◆ Requirements:
Copy out the lines word for word, beginning with the first one and continuing through the line containing "List every instance".

Region outline entries:
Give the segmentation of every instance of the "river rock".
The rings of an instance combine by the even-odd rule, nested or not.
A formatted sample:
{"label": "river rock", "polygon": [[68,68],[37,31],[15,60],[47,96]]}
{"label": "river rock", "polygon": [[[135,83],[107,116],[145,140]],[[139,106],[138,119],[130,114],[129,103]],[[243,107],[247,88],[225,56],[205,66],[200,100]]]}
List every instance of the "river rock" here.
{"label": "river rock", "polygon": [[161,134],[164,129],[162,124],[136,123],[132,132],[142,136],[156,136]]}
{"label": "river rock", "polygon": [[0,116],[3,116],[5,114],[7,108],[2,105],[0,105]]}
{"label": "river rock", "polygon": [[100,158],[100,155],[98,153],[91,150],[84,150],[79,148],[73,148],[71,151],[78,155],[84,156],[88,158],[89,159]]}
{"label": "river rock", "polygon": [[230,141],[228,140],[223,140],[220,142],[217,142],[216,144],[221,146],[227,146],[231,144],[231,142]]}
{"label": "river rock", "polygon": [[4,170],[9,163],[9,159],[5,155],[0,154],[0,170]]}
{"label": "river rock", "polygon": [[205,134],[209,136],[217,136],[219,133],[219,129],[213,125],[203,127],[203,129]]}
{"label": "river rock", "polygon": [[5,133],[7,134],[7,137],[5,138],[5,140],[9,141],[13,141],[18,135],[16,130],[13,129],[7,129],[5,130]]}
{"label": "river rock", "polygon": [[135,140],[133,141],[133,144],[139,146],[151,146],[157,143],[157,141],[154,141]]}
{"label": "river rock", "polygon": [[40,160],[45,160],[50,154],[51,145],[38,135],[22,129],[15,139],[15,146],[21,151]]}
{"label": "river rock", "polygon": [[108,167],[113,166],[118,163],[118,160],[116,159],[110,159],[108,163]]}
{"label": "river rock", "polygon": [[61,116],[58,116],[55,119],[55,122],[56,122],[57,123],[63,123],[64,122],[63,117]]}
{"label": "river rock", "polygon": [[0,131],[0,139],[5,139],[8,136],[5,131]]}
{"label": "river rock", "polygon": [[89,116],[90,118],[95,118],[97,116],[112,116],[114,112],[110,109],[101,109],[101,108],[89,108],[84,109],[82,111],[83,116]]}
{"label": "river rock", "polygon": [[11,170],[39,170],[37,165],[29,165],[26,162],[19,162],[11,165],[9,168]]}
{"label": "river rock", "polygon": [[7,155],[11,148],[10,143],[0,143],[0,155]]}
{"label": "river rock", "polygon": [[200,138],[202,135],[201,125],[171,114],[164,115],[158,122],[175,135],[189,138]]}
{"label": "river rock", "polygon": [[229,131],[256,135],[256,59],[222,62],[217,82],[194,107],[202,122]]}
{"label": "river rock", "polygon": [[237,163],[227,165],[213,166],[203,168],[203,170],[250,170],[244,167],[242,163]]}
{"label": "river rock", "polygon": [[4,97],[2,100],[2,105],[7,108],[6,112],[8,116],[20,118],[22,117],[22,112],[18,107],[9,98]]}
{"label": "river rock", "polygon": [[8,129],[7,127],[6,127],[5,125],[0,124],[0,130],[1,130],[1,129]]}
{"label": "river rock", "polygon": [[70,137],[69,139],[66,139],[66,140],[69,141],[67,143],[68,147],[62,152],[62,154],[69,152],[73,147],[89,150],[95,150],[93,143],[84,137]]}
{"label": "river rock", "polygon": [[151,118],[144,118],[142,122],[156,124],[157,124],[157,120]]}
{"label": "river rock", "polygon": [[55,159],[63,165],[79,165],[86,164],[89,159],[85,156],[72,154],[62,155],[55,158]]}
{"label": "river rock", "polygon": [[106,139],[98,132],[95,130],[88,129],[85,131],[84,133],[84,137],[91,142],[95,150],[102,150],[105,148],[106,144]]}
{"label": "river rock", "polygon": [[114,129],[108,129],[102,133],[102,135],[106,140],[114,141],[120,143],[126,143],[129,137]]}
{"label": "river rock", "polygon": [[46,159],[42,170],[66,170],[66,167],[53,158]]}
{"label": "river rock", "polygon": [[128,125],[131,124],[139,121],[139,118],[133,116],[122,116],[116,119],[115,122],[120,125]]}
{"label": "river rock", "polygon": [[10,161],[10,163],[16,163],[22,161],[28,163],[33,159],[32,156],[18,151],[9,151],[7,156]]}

◆ Solution to this task:
Give the segmentation of every instance of the "river rock".
The rings of an instance combine by the even-odd rule, nested or not.
A formatted sample:
{"label": "river rock", "polygon": [[68,68],[37,31],[15,60],[47,96]]}
{"label": "river rock", "polygon": [[[135,83],[107,116],[145,140]],[[139,106],[138,119],[130,114],[129,103]],[[243,107],[247,88],[225,56],[205,66],[200,100]]]}
List every instance of the "river rock" here.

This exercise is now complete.